→ **About this task**:
Locate the lines of the listing below that hold "Find", then copy each of them.

→ **Data for the task**:
========

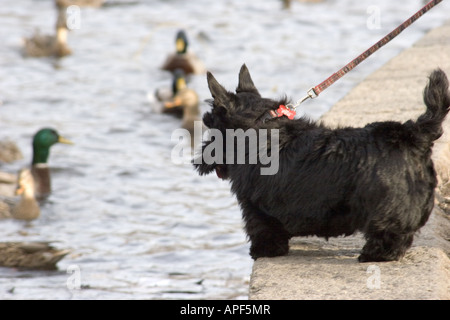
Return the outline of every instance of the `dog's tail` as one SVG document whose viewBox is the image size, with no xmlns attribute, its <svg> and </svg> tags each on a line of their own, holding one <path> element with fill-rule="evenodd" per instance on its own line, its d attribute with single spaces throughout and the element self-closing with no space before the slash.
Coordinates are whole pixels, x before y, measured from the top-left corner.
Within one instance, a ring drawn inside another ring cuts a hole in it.
<svg viewBox="0 0 450 320">
<path fill-rule="evenodd" d="M 441 69 L 436 69 L 430 74 L 423 92 L 423 101 L 427 111 L 417 119 L 416 125 L 428 144 L 432 144 L 442 135 L 442 122 L 450 108 L 448 79 Z"/>
</svg>

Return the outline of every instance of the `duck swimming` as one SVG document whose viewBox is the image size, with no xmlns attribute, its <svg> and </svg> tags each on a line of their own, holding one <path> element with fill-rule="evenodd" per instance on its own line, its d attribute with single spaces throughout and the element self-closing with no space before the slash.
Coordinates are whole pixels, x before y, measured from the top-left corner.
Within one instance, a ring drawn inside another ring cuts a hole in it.
<svg viewBox="0 0 450 320">
<path fill-rule="evenodd" d="M 61 58 L 72 53 L 67 45 L 67 7 L 56 1 L 58 18 L 56 20 L 56 34 L 42 35 L 36 32 L 31 38 L 25 39 L 23 54 L 25 57 L 57 57 Z"/>
<path fill-rule="evenodd" d="M 43 128 L 34 135 L 31 174 L 34 179 L 37 199 L 46 198 L 51 192 L 50 169 L 47 161 L 50 155 L 50 147 L 56 143 L 73 144 L 72 141 L 60 136 L 52 128 Z"/>
<path fill-rule="evenodd" d="M 69 252 L 55 249 L 46 241 L 0 242 L 0 266 L 56 270 L 56 264 Z"/>
<path fill-rule="evenodd" d="M 38 200 L 45 199 L 51 192 L 50 169 L 47 161 L 50 147 L 56 143 L 73 144 L 52 128 L 40 129 L 33 137 L 33 158 L 29 170 L 33 177 L 35 197 Z M 15 181 L 18 180 L 13 174 L 0 172 L 0 195 L 13 196 Z"/>
<path fill-rule="evenodd" d="M 175 38 L 176 51 L 166 58 L 161 69 L 171 72 L 182 69 L 186 75 L 205 73 L 206 69 L 203 63 L 195 54 L 188 51 L 188 45 L 189 42 L 184 30 L 178 31 Z"/>
<path fill-rule="evenodd" d="M 8 198 L 0 201 L 0 218 L 27 221 L 37 219 L 41 210 L 34 195 L 34 180 L 30 169 L 20 170 L 16 195 L 21 196 L 18 201 Z"/>
<path fill-rule="evenodd" d="M 170 88 L 157 89 L 155 91 L 154 97 L 150 97 L 149 95 L 149 100 L 154 105 L 154 111 L 159 113 L 171 114 L 177 118 L 182 118 L 182 106 L 167 108 L 165 106 L 165 103 L 173 101 L 173 98 L 177 95 L 177 93 L 185 88 L 187 88 L 185 73 L 182 69 L 176 69 L 173 72 L 172 85 Z M 154 101 L 154 98 L 156 98 L 158 102 Z"/>
</svg>

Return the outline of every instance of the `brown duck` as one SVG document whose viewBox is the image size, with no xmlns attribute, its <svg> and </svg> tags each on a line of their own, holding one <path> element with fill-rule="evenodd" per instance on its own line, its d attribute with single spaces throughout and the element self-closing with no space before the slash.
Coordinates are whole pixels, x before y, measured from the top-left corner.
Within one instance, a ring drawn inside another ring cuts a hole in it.
<svg viewBox="0 0 450 320">
<path fill-rule="evenodd" d="M 185 73 L 182 69 L 173 72 L 171 88 L 160 88 L 155 91 L 155 98 L 159 101 L 154 110 L 157 112 L 171 114 L 177 118 L 183 117 L 183 106 L 173 105 L 174 97 L 187 88 Z"/>
<path fill-rule="evenodd" d="M 25 39 L 23 54 L 26 57 L 64 57 L 70 55 L 72 50 L 67 45 L 67 7 L 59 1 L 56 2 L 58 18 L 56 20 L 56 34 L 42 35 L 36 32 L 31 38 Z"/>
<path fill-rule="evenodd" d="M 188 51 L 188 39 L 184 30 L 177 33 L 175 39 L 176 52 L 170 54 L 161 69 L 174 72 L 176 69 L 182 69 L 186 75 L 203 74 L 206 69 L 197 56 Z"/>
<path fill-rule="evenodd" d="M 0 266 L 56 270 L 56 264 L 70 251 L 58 250 L 49 242 L 0 242 Z"/>
</svg>

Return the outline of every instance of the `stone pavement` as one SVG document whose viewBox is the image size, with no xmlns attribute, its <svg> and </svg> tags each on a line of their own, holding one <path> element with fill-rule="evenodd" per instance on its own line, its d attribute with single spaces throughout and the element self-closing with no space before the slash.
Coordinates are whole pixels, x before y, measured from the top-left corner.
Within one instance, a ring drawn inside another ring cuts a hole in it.
<svg viewBox="0 0 450 320">
<path fill-rule="evenodd" d="M 425 110 L 427 77 L 437 67 L 450 78 L 450 21 L 367 77 L 321 120 L 330 126 L 364 126 L 416 119 Z M 360 235 L 328 242 L 294 238 L 287 256 L 255 261 L 249 299 L 450 299 L 450 117 L 433 160 L 439 179 L 436 205 L 401 261 L 358 263 L 364 244 Z"/>
</svg>

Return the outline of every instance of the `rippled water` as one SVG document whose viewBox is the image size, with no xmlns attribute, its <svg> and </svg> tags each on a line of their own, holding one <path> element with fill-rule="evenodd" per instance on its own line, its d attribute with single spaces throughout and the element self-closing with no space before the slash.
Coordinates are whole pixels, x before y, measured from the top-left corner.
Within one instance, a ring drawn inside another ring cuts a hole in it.
<svg viewBox="0 0 450 320">
<path fill-rule="evenodd" d="M 229 185 L 171 161 L 180 122 L 147 100 L 170 85 L 159 66 L 176 31 L 187 31 L 191 50 L 230 90 L 245 62 L 264 96 L 297 100 L 422 2 L 325 0 L 283 10 L 279 0 L 111 1 L 81 10 L 81 28 L 68 38 L 73 55 L 59 61 L 20 54 L 35 28 L 53 32 L 53 1 L 0 6 L 0 139 L 24 154 L 0 170 L 29 164 L 41 127 L 75 142 L 51 150 L 54 191 L 42 216 L 0 221 L 1 241 L 52 240 L 72 253 L 55 272 L 0 268 L 0 299 L 246 299 L 252 260 Z M 379 28 L 367 26 L 373 12 Z M 318 118 L 446 12 L 448 3 L 434 8 L 302 111 Z M 209 98 L 204 75 L 189 86 Z M 75 274 L 79 289 L 67 286 Z"/>
</svg>

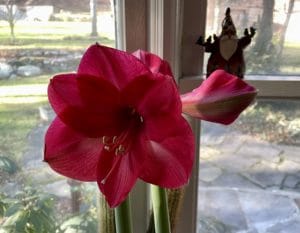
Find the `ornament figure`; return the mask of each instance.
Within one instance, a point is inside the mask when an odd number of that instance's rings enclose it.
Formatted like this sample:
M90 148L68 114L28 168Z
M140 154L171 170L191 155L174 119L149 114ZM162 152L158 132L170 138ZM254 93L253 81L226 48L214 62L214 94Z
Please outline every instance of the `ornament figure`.
M230 15L230 8L227 8L220 36L214 34L213 41L209 36L205 42L200 36L196 42L205 48L205 52L211 53L207 63L207 77L213 71L223 69L243 79L246 69L243 50L251 43L254 35L255 29L250 27L250 32L246 28L244 36L238 38Z

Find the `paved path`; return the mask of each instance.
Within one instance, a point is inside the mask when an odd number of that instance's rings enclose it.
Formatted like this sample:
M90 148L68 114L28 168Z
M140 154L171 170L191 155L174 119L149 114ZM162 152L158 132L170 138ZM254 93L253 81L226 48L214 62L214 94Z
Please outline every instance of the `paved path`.
M203 123L199 233L299 233L300 147Z

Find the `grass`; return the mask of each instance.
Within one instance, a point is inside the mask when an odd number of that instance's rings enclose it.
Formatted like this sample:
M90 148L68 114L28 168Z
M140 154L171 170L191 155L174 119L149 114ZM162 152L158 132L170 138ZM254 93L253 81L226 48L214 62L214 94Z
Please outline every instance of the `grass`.
M300 66L300 44L287 43L283 49L283 66L295 67ZM299 72L298 72L299 73Z
M113 38L89 37L89 22L17 22L16 43L10 43L7 22L0 22L0 50L8 56L17 50L83 50L99 41L114 45ZM0 155L19 161L29 132L40 122L38 107L47 104L46 84L53 74L0 80Z
M29 132L40 123L38 108L48 103L49 75L0 82L0 156L19 161Z
M299 146L299 116L299 101L258 100L241 114L233 127L268 142Z
M0 98L1 99L1 98ZM35 103L0 104L0 153L18 161L27 145L28 133L40 121L38 107L46 104L44 98Z
M1 86L15 86L15 85L28 85L28 84L47 84L49 79L53 77L54 74L44 74L35 77L18 77L16 79L3 79L0 80Z
M16 42L11 44L7 22L0 21L0 49L67 49L86 48L95 42L114 46L110 33L100 33L99 37L90 37L89 22L27 22L15 25Z

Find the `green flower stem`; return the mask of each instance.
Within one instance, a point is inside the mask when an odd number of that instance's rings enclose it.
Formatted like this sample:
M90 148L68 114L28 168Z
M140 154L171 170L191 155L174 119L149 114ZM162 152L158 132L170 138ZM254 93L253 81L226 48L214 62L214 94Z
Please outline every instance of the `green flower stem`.
M132 233L129 197L115 208L115 222L117 233Z
M159 186L151 185L151 199L155 233L171 233L166 190Z
M98 197L97 212L98 233L116 233L114 209L109 207L101 193Z

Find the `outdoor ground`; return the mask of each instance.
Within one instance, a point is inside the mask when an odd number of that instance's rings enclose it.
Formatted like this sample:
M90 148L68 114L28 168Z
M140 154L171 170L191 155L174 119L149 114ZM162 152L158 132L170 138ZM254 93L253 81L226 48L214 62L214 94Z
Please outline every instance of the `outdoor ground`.
M47 85L53 75L75 71L80 59L77 57L81 57L89 45L98 42L114 47L113 24L111 13L101 12L98 17L99 36L91 37L90 22L20 21L17 22L15 28L16 40L11 43L7 23L0 21L0 62L10 61L18 65L20 61L25 65L28 62L34 66L44 64L41 73L37 76L12 75L8 79L0 79L0 225L2 225L2 217L7 208L4 202L8 201L3 198L2 194L19 198L16 195L20 195L20 192L22 194L26 187L44 190L57 197L54 205L48 206L48 210L50 207L52 210L55 209L55 214L53 212L51 214L51 211L47 212L49 219L55 217L55 224L62 224L67 218L72 217L72 185L42 162L44 134L53 118L53 114L48 115L50 107L47 99ZM60 60L60 56L64 56L64 60ZM54 63L57 66L55 69L50 71L45 69L45 64L49 67ZM59 63L67 65L59 66ZM69 66L70 63L74 64ZM58 190L59 188L61 189ZM94 200L87 200L90 197L87 194L88 188L85 186L84 198L80 200L81 204L78 204L80 208L83 208L82 214L84 215L80 216L79 220L85 221L87 217L90 220L95 216L95 212L92 215L89 214L89 211L93 210L92 207L87 210L87 206L95 205ZM95 195L92 197L95 198ZM28 196L28 198L35 198L35 196ZM41 192L37 198L43 198L43 193ZM9 205L13 204L9 203ZM35 208L39 210L41 207ZM19 217L21 217L20 214ZM16 219L18 216L15 216L14 221ZM33 221L36 220L33 219ZM72 220L70 224L74 224L74 221ZM41 218L38 222L41 226ZM95 227L94 223L93 220L88 226L90 232L95 232L91 230Z

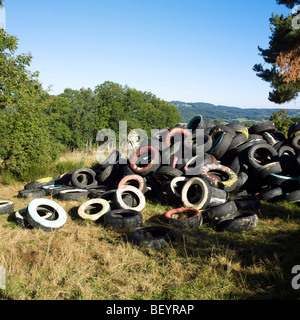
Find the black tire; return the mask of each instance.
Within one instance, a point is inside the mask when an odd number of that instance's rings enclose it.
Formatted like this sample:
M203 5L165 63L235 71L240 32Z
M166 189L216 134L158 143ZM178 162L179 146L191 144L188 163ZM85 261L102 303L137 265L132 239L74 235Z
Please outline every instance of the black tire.
M133 232L132 237L138 246L156 250L169 247L175 241L173 231L161 226L138 229Z
M235 137L233 137L227 152L234 150L235 148L237 148L240 144L244 143L245 141L247 141L248 138L244 133L238 133ZM232 152L233 153L233 152Z
M112 210L105 214L104 224L117 230L132 232L142 227L143 215L135 210Z
M204 166L203 154L199 154L191 158L183 167L184 175L198 176L201 168Z
M247 231L256 228L257 225L258 216L255 213L240 211L219 221L216 225L216 231Z
M149 155L149 152L151 155ZM151 161L149 161L149 157ZM155 172L160 164L160 153L152 146L139 148L130 159L130 169L141 176L147 176L151 172Z
M274 146L278 142L270 132L263 132L261 135L270 146Z
M275 123L270 120L262 121L252 126L254 133L273 132L276 130Z
M14 203L12 201L0 201L0 215L11 213L14 211Z
M268 184L270 186L281 187L284 192L293 191L299 188L299 178L270 174L267 177Z
M258 143L267 143L265 140L254 140L254 139L248 139L246 140L245 142L241 143L240 145L238 145L236 148L235 148L235 152L237 155L239 154L243 154L243 153L246 153L248 152L249 148L254 146L255 144L258 144Z
M185 139L184 146L191 148L192 156L208 152L213 145L212 138L207 133L195 132Z
M195 131L197 129L204 130L207 128L207 125L208 125L207 119L204 116L199 115L192 118L190 122L187 124L186 128L192 131Z
M109 180L114 179L117 176L118 172L119 165L110 164L97 176L96 179L98 180L99 184L108 184Z
M206 214L210 221L218 221L237 211L238 211L238 208L235 202L227 201L224 204L207 209Z
M282 188L280 187L275 187L273 189L270 190L265 190L262 191L258 194L258 197L260 200L262 201L270 201L270 200L277 200L279 197L281 197L283 194L282 192Z
M41 209L38 210L39 214L44 217L44 219L52 220L54 218L54 213L47 210ZM14 220L16 221L17 225L22 229L33 229L33 226L28 222L27 219L27 208L18 210L14 213Z
M278 174L282 172L282 167L280 162L274 161L255 169L255 175L259 178L266 178L271 174Z
M212 208L224 204L228 200L228 192L225 190L211 187L211 199L207 208Z
M200 210L194 208L177 208L165 213L165 221L176 228L199 228L203 223Z
M202 167L200 177L213 187L232 192L238 187L238 175L229 167L220 163L207 164Z
M277 153L279 158L293 157L296 155L295 150L290 146L281 146Z
M211 200L209 183L199 177L191 178L181 191L181 201L186 208L205 209Z
M284 198L288 202L300 202L300 190L288 192Z
M299 134L297 136L293 137L291 145L295 151L298 152L300 150L300 135Z
M56 180L52 177L47 177L47 178L39 179L36 181L32 181L32 182L27 183L24 186L24 190L41 189L43 186L54 184L55 181Z
M228 150L232 139L233 135L228 132L219 131L214 133L212 136L213 146L209 150L209 153L216 159L220 160Z
M253 168L274 162L278 152L269 144L255 144L248 150L248 163Z
M260 200L257 196L235 196L230 200L235 202L238 210L254 210L260 206Z
M246 136L246 138L248 139L248 137L249 137L248 128L246 126L244 126L243 124L234 122L234 123L228 123L228 124L226 124L226 126L233 129L236 134L240 134L240 133L244 134Z
M79 177L82 177L82 179ZM79 168L72 173L71 183L74 188L91 189L98 184L96 172L90 168Z
M160 166L154 173L154 178L157 181L163 182L181 177L182 175L183 172L179 169L173 168L171 166Z
M50 185L50 186L44 186L43 190L46 192L46 196L55 197L63 190L72 190L73 187L66 187L63 185Z
M43 198L46 196L46 191L43 189L34 189L34 190L21 190L18 193L18 198L23 199L36 199Z
M92 189L89 189L89 195L88 197L90 199L98 198L101 194L108 191L108 187L105 185L98 185Z
M296 133L300 131L300 122L294 122L293 124L290 125L289 129L288 129L288 133L287 136L289 139L292 139Z
M81 201L88 198L88 190L70 189L63 190L58 194L58 198L62 201Z

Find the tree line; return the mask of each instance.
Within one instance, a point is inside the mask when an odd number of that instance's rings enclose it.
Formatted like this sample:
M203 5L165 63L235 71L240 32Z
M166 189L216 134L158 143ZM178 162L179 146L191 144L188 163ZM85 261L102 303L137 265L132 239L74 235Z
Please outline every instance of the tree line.
M0 3L1 4L1 3ZM66 88L51 95L39 73L29 70L32 56L16 54L18 39L0 30L1 171L20 180L43 174L66 150L96 146L97 132L119 121L135 128L169 128L180 120L175 106L128 86L106 81L94 90Z

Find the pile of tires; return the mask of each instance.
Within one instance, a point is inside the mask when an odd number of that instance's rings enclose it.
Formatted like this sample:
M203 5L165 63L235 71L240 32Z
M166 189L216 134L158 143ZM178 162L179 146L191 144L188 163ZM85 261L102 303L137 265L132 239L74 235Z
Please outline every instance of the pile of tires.
M260 201L300 201L299 132L300 123L285 136L272 121L247 128L214 125L200 115L186 128L155 132L130 159L115 150L94 169L31 182L18 196L84 201L81 218L132 231L145 246L172 242L173 227L208 222L217 231L250 230L258 225ZM174 208L164 214L170 228L144 229L147 199Z

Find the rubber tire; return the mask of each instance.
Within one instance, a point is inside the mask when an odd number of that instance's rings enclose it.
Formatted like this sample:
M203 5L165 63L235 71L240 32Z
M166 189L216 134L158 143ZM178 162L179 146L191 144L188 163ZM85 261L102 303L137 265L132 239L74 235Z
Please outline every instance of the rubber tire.
M88 190L86 189L63 190L58 194L58 198L62 201L81 201L88 198Z
M281 197L282 195L283 195L282 188L275 187L273 189L260 192L258 194L258 197L262 201L270 201L270 200L277 199L278 197Z
M254 133L273 132L276 130L275 123L270 120L262 121L252 126Z
M34 189L34 190L21 190L18 193L18 198L23 199L37 199L46 196L46 191L43 189Z
M137 165L137 161L138 161L138 157L141 154L144 154L147 151L152 151L154 153L153 159L150 161L149 164L147 164L145 167L141 167ZM155 172L161 164L161 156L159 151L151 146L146 146L146 147L142 147L139 148L131 157L130 159L130 169L135 173L135 174L139 174L141 176L147 176L148 174L150 174L151 172Z
M206 214L210 221L218 221L238 211L234 201L227 201L224 204L215 206L206 210Z
M225 190L211 187L211 199L207 208L212 208L224 204L228 200L228 192Z
M274 161L255 169L255 175L259 178L266 178L271 174L278 174L282 172L282 166L280 162Z
M190 120L190 122L187 124L186 128L190 129L192 131L195 131L197 129L206 129L207 128L208 121L205 116L199 115L195 116Z
M137 200L138 205L133 207L126 204L124 199L122 198L122 195L125 193L129 193L133 195L133 197ZM135 210L135 211L142 212L146 206L146 199L143 193L139 189L133 186L124 185L117 189L116 193L114 194L113 203L114 203L114 206L117 207L118 209Z
M179 169L173 168L171 166L160 166L154 173L154 178L157 181L163 182L166 180L171 180L173 178L181 177L183 172Z
M300 190L288 192L284 198L288 202L300 202Z
M173 231L161 226L138 229L133 232L132 237L138 246L156 250L169 247L175 241Z
M130 183L130 182L136 182L137 186ZM146 186L146 179L144 177L141 177L138 174L128 175L128 176L125 176L124 178L122 178L118 184L117 189L119 189L120 187L125 186L125 185L132 185L132 186L138 188L143 194L145 194L148 190L148 188Z
M262 161L258 160L262 153L261 150L263 150L262 152L265 153L265 156L269 157L268 161L266 161L266 157ZM248 164L253 169L261 168L263 165L275 161L276 157L278 157L278 152L269 144L255 144L248 150Z
M257 225L258 216L255 213L239 211L219 221L216 225L216 231L247 231L256 228Z
M182 214L189 213L187 218L181 218ZM199 228L203 223L203 217L200 210L194 208L177 208L169 210L164 215L166 223L176 228Z
M226 180L220 181L212 172L220 173ZM237 173L220 163L212 163L203 166L200 177L208 181L211 186L223 189L227 192L236 190L239 182Z
M52 219L54 217L53 212L48 212L45 216L42 216L44 219ZM14 218L19 227L22 229L33 229L33 226L28 222L27 219L27 208L18 210L14 213Z
M202 194L200 200L196 203L191 203L188 199L188 191L192 185L198 185L201 188ZM208 182L199 177L191 178L185 183L181 192L181 201L186 208L195 208L198 210L205 209L211 200L211 188Z
M101 206L100 210L97 210L96 213L88 214L86 211L91 206ZM102 216L111 211L110 204L105 199L92 199L86 201L78 208L78 216L83 220L91 220L93 222L97 222Z
M57 219L47 220L42 218L37 209L40 206L48 206L53 208L53 212L57 213ZM34 199L27 207L27 219L30 225L34 228L39 228L44 231L52 231L60 229L67 222L67 213L58 203L49 199Z
M53 177L47 177L27 183L24 186L24 190L41 189L43 186L47 186L54 183L55 179Z
M0 215L11 213L14 211L14 203L12 201L0 200Z
M86 176L84 182L78 181L78 176L80 175ZM98 184L96 181L96 172L90 168L79 168L72 173L71 183L74 188L91 189Z
M254 210L260 206L260 199L258 196L235 196L230 200L235 202L238 210Z
M104 216L104 224L117 230L132 232L143 226L143 215L136 210L112 210Z

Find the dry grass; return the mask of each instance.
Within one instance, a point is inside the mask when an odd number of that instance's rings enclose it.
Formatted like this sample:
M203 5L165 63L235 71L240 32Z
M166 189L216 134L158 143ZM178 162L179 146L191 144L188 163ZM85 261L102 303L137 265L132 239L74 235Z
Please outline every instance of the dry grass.
M78 159L74 153L66 159ZM64 161L64 159L61 159ZM90 162L89 162L90 161ZM94 163L85 157L84 165ZM0 185L15 210L22 184ZM291 269L300 262L300 210L264 204L259 226L242 233L217 233L207 224L176 230L172 247L155 251L132 243L130 234L82 221L81 203L58 201L68 213L60 230L23 230L0 216L0 265L6 270L1 299L14 300L230 300L297 298ZM171 207L148 201L144 224L161 224Z

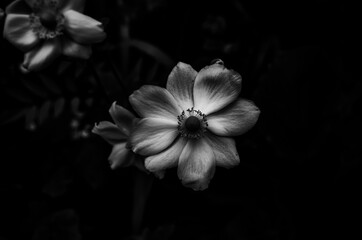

========

→ **Result**:
Find the `ornament figure`; return the mask of each instance.
Find the `paved path`; return the mask of each instance.
Find the `grass`; return the mask of each instance.
Find the `green flower stem`; return the mask of each instance.
Find the `outdoor ground`; return the mask of each instance.
Find the black tire; return the mask of each instance.
Find the tree line; return the mask of each instance.
Find the pile of tires; return the mask of each instance.
Find the rubber tire; return the mask of each instance.
Find the dry grass; return the mask of each instance.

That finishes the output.